STORED ROWS.
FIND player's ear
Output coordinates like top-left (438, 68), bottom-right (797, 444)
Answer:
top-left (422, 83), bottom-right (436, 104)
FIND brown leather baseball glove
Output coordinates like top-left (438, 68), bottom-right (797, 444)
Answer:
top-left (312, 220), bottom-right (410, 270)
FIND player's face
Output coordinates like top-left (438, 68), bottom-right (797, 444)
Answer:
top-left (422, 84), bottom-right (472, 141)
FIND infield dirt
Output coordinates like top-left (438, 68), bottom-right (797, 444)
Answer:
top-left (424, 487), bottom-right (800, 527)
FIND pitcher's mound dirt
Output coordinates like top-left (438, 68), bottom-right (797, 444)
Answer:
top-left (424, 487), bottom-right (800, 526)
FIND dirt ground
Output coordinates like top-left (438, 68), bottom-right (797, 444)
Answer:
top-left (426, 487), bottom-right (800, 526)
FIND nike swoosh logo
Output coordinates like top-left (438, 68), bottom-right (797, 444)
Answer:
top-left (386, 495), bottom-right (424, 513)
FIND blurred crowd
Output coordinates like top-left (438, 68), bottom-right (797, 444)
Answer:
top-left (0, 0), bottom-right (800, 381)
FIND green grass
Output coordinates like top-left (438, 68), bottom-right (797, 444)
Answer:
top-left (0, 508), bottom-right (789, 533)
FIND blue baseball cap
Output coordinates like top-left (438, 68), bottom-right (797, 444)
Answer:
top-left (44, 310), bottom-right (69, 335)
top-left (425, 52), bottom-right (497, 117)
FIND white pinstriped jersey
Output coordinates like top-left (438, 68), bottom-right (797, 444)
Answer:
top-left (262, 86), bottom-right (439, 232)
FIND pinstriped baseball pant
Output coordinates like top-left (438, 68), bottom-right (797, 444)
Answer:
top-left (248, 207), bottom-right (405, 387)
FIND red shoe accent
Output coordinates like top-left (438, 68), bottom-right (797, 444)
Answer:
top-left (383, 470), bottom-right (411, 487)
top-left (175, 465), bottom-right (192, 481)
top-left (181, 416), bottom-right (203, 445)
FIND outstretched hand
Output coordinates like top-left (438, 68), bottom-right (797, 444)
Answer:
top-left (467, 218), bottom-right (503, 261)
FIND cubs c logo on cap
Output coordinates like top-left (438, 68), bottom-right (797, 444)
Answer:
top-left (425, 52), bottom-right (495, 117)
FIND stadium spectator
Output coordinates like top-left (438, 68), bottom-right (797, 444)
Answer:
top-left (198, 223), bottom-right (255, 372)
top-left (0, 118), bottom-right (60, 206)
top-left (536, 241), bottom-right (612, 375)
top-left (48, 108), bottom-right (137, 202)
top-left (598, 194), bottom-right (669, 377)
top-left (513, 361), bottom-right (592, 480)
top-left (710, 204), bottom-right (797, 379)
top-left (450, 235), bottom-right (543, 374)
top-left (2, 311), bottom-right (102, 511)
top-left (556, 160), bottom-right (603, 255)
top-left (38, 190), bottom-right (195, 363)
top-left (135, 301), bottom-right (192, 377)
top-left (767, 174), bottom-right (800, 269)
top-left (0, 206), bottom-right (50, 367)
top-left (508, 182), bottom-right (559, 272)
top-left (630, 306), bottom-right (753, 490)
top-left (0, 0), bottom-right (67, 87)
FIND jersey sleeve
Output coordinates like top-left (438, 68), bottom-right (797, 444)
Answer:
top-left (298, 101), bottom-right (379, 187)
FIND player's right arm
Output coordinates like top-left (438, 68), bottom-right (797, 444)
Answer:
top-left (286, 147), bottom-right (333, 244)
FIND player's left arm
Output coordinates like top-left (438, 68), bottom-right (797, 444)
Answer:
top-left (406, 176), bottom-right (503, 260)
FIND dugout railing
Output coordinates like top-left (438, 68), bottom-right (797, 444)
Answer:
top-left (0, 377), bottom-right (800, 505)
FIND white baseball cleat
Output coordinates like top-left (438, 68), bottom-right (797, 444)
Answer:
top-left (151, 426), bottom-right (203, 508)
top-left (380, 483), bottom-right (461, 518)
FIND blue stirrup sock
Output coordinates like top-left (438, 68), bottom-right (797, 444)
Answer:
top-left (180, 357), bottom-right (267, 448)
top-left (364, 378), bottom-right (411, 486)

WHAT YOU HAVE TO DO. Lay out everything from the line containing "FIND jersey sleeve" down to the line containing "top-left (286, 147), bottom-right (333, 244)", both ends included, as a two-column CSV with the headers text and answer. Give one row per entry, put each field in quotation marks, and replace any line breaks with spaces.

FINAL RESULT.
text,answer
"FIND jersey sleeve Output coordinates like top-left (438, 68), bottom-right (797, 444) Answer:","top-left (298, 101), bottom-right (379, 187)"
"FIND player's right arm Output coordinates like top-left (438, 68), bottom-right (797, 444) Answer:","top-left (286, 147), bottom-right (333, 244)"